Natural language region descriptions:

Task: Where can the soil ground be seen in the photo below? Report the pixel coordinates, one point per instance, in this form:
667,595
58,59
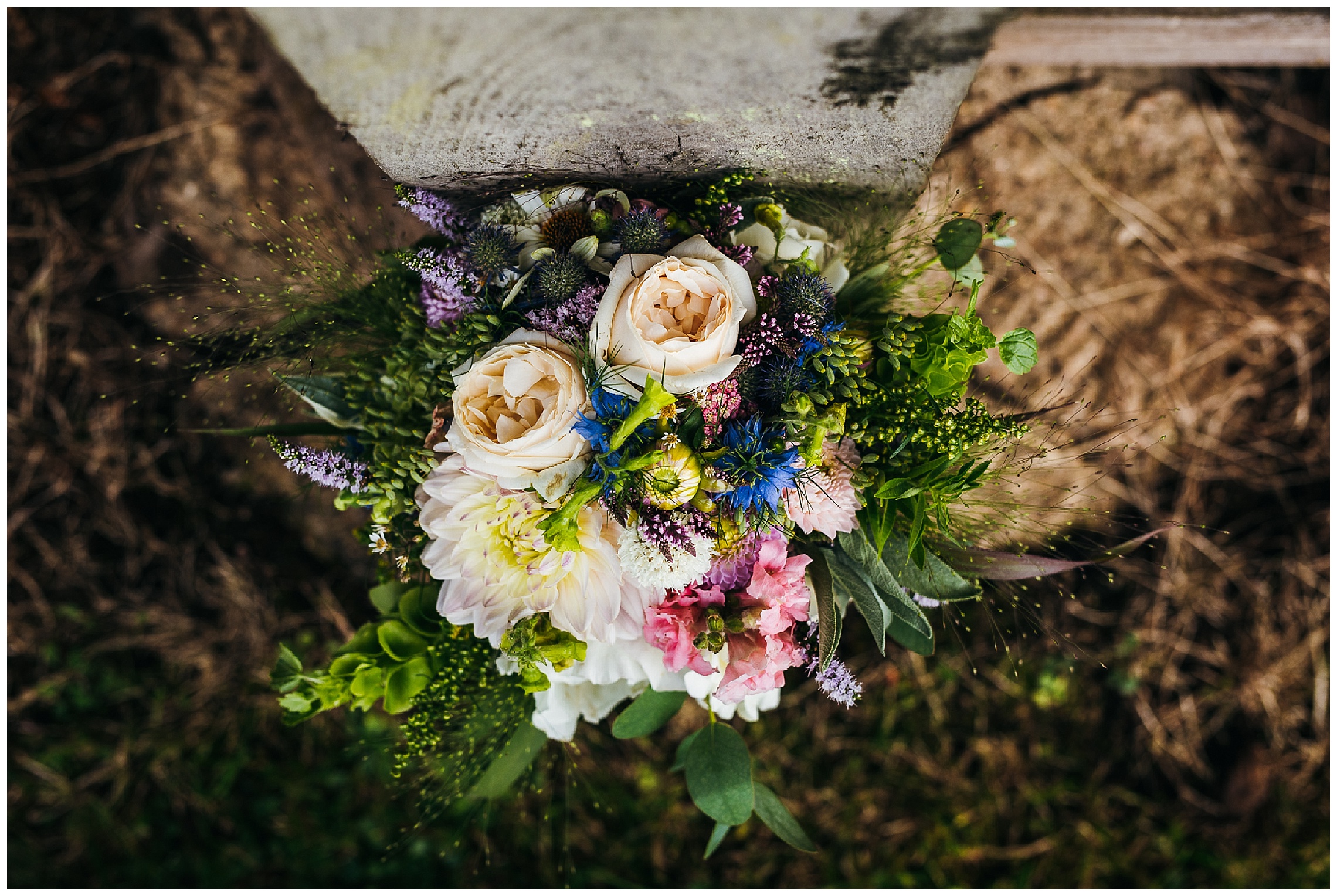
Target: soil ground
1162,725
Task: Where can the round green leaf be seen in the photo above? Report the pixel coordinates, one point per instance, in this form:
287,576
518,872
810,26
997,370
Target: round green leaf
385,596
404,684
720,775
399,640
958,241
647,713
1019,351
363,642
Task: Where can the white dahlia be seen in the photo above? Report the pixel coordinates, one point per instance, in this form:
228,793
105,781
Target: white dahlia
498,569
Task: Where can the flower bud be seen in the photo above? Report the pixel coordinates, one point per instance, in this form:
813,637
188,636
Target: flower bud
768,215
673,480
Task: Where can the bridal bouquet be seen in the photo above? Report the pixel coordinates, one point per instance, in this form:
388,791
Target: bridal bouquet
641,449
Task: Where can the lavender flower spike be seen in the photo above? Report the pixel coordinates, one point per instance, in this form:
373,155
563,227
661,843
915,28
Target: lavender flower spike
839,683
433,212
444,276
330,469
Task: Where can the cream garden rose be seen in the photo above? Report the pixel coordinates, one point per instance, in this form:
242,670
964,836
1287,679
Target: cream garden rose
674,317
514,410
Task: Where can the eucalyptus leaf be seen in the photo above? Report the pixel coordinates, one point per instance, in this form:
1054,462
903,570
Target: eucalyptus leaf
970,274
312,428
647,713
720,775
517,756
935,579
404,684
717,837
828,616
418,610
327,398
1019,351
777,817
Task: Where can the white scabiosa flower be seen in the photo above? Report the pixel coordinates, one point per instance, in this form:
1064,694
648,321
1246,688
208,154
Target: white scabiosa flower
649,566
497,568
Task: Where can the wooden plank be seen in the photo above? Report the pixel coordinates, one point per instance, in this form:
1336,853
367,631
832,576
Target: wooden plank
1232,39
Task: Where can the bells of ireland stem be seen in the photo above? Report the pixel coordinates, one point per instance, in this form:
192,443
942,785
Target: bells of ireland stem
676,478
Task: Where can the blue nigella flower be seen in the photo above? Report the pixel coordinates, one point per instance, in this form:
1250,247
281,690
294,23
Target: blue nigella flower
610,411
758,464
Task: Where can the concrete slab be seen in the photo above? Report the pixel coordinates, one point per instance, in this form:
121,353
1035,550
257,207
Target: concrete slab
500,98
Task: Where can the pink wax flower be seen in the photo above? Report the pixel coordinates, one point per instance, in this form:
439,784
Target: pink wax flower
757,664
825,501
777,585
673,623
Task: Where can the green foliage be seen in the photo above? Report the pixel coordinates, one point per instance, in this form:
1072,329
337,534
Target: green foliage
647,713
534,641
1019,351
463,721
718,775
777,817
392,660
958,241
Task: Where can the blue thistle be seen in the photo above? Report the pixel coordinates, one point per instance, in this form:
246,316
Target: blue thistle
559,277
490,249
757,463
800,292
642,233
432,211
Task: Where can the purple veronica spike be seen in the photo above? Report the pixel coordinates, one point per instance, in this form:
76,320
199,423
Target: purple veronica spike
330,469
571,318
433,212
839,683
444,276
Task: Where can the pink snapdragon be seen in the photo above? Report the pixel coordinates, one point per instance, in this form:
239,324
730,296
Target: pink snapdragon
779,588
757,664
673,625
775,599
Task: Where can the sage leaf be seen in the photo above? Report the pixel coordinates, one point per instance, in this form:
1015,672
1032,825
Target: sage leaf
717,837
828,616
327,398
852,585
647,713
777,817
680,759
935,579
720,775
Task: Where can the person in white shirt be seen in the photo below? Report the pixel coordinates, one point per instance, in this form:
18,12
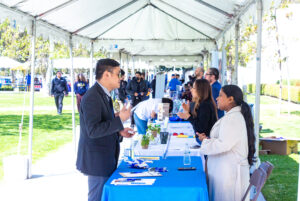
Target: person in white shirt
146,110
230,148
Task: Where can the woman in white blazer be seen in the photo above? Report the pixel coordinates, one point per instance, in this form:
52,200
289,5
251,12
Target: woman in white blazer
230,148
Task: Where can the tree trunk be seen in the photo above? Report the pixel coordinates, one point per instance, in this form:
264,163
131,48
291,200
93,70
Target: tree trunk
280,62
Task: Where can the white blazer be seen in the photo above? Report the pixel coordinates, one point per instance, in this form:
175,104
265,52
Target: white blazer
227,150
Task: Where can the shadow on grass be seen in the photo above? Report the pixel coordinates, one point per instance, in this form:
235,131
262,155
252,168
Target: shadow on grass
281,183
10,123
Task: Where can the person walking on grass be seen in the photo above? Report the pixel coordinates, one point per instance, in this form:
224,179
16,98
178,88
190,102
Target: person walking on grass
80,87
59,88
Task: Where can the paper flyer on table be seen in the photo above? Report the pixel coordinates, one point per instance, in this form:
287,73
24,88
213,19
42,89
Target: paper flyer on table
133,182
140,174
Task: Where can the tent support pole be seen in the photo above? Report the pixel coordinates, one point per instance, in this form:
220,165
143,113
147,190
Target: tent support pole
258,74
223,63
29,173
236,63
127,65
91,67
72,96
132,67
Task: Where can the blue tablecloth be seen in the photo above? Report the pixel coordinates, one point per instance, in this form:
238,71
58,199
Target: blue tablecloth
174,185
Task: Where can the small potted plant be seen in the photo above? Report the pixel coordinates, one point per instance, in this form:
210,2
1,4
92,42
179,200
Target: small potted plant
145,141
154,130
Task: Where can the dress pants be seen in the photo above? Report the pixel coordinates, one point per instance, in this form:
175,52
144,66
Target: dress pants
78,98
96,184
59,102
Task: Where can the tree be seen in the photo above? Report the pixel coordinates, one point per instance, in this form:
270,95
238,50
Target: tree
271,21
13,43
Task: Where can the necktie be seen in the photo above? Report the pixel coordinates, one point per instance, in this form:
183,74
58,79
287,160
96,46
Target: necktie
111,106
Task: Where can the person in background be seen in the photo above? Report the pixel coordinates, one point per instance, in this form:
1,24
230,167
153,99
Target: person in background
80,87
187,95
146,110
172,85
28,81
147,96
122,89
230,148
153,86
199,73
137,89
101,130
178,77
203,115
212,76
58,89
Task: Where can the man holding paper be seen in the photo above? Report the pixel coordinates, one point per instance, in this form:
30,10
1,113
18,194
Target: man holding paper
101,130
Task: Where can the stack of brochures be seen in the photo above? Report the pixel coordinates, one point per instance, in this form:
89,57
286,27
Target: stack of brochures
132,181
140,174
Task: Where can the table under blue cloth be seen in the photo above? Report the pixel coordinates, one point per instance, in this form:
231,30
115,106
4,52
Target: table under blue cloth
174,185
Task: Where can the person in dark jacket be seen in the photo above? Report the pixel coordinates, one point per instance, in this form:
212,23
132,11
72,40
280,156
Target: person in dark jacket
137,89
122,89
187,95
100,129
153,86
212,76
204,113
80,87
147,95
58,89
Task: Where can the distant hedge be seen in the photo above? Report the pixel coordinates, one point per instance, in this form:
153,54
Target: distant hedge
273,90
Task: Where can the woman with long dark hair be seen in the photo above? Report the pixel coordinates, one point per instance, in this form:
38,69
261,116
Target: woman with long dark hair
204,113
80,87
230,148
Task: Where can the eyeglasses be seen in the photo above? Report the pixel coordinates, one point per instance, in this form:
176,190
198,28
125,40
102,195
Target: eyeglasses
118,74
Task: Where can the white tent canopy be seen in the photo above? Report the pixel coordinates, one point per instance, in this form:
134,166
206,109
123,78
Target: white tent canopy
140,27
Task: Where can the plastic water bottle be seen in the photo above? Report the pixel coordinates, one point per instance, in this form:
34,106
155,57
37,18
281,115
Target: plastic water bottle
187,155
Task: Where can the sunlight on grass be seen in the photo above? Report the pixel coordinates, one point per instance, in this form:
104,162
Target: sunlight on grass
50,131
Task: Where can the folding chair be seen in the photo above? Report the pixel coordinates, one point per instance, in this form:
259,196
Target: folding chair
258,179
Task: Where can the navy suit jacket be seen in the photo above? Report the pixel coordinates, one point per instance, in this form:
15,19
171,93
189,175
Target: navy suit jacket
99,146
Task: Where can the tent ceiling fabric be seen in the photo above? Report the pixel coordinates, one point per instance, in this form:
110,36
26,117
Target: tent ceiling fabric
162,24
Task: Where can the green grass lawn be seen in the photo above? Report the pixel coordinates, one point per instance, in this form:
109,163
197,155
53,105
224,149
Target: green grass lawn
282,184
50,131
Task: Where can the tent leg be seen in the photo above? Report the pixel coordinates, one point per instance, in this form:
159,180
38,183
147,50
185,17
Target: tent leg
236,63
258,74
29,173
224,82
91,67
72,96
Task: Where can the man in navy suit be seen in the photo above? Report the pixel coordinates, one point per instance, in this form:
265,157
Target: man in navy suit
101,130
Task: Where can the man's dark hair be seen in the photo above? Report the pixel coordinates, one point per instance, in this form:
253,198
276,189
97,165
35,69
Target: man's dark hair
215,72
122,72
105,65
168,100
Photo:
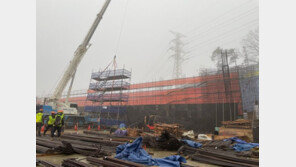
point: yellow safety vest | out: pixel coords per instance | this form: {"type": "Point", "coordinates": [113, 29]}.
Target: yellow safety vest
{"type": "Point", "coordinates": [50, 120]}
{"type": "Point", "coordinates": [39, 117]}
{"type": "Point", "coordinates": [60, 123]}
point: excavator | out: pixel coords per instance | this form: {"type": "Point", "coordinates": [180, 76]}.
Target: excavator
{"type": "Point", "coordinates": [54, 102]}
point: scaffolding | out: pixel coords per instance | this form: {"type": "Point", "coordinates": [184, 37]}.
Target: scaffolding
{"type": "Point", "coordinates": [107, 96]}
{"type": "Point", "coordinates": [198, 102]}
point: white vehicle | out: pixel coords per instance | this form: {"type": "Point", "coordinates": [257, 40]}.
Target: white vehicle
{"type": "Point", "coordinates": [54, 100]}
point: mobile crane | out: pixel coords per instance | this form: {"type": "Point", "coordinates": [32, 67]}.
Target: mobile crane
{"type": "Point", "coordinates": [54, 100]}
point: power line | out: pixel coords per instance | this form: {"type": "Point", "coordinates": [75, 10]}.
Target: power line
{"type": "Point", "coordinates": [178, 55]}
{"type": "Point", "coordinates": [121, 27]}
{"type": "Point", "coordinates": [229, 11]}
{"type": "Point", "coordinates": [225, 33]}
{"type": "Point", "coordinates": [223, 24]}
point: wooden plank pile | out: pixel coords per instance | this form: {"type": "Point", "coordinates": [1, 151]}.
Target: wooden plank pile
{"type": "Point", "coordinates": [171, 128]}
{"type": "Point", "coordinates": [239, 123]}
{"type": "Point", "coordinates": [77, 144]}
{"type": "Point", "coordinates": [112, 162]}
{"type": "Point", "coordinates": [217, 157]}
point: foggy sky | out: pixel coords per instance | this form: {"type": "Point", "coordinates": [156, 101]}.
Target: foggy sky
{"type": "Point", "coordinates": [143, 45]}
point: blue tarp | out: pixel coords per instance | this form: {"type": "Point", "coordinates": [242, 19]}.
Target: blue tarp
{"type": "Point", "coordinates": [120, 132]}
{"type": "Point", "coordinates": [135, 153]}
{"type": "Point", "coordinates": [242, 145]}
{"type": "Point", "coordinates": [192, 143]}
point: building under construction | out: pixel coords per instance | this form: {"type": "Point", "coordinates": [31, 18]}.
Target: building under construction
{"type": "Point", "coordinates": [199, 103]}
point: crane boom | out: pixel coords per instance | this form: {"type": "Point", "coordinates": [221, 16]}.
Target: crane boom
{"type": "Point", "coordinates": [78, 55]}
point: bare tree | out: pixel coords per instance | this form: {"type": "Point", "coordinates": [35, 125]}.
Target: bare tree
{"type": "Point", "coordinates": [251, 46]}
{"type": "Point", "coordinates": [232, 55]}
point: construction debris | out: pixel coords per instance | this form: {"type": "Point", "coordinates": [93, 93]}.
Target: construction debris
{"type": "Point", "coordinates": [239, 123]}
{"type": "Point", "coordinates": [171, 128]}
{"type": "Point", "coordinates": [46, 163]}
{"type": "Point", "coordinates": [74, 163]}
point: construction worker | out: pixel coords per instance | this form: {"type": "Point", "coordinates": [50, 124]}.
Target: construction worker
{"type": "Point", "coordinates": [58, 123]}
{"type": "Point", "coordinates": [39, 121]}
{"type": "Point", "coordinates": [63, 117]}
{"type": "Point", "coordinates": [50, 122]}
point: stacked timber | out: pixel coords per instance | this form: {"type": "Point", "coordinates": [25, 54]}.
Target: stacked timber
{"type": "Point", "coordinates": [171, 128]}
{"type": "Point", "coordinates": [72, 162]}
{"type": "Point", "coordinates": [72, 146]}
{"type": "Point", "coordinates": [46, 163]}
{"type": "Point", "coordinates": [215, 158]}
{"type": "Point", "coordinates": [109, 136]}
{"type": "Point", "coordinates": [239, 123]}
{"type": "Point", "coordinates": [112, 162]}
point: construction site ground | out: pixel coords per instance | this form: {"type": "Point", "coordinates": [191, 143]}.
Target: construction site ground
{"type": "Point", "coordinates": [57, 159]}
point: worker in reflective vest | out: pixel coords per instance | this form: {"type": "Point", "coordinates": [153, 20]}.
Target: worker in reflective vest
{"type": "Point", "coordinates": [63, 117]}
{"type": "Point", "coordinates": [58, 123]}
{"type": "Point", "coordinates": [50, 122]}
{"type": "Point", "coordinates": [39, 121]}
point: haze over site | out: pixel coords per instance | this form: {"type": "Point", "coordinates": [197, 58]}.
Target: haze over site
{"type": "Point", "coordinates": [144, 39]}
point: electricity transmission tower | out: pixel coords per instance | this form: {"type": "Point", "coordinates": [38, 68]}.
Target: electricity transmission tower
{"type": "Point", "coordinates": [178, 55]}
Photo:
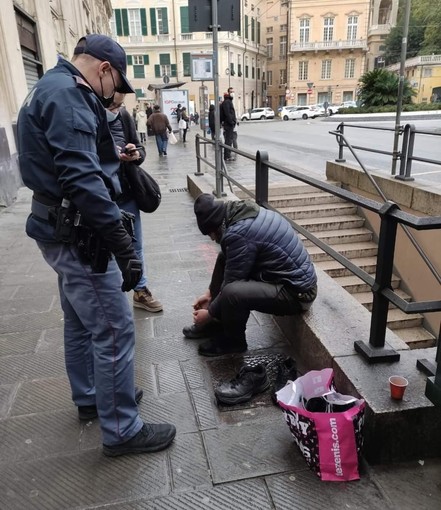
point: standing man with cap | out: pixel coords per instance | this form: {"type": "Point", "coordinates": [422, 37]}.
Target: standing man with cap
{"type": "Point", "coordinates": [262, 266]}
{"type": "Point", "coordinates": [68, 158]}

◆ WORK INSTRUCTIONS ◆
Which lines in the records above include the word "below"? Copy them out.

◆ REPLY TO THE TASK ◆
Task: Where can the soil ground be seen in the photo below? Report the pixel coordinates, one point per instance, in this form:
Task: Where can the person in white shirt be seen in the photo below? Report the pixel coordinates, one point per instance, in this form:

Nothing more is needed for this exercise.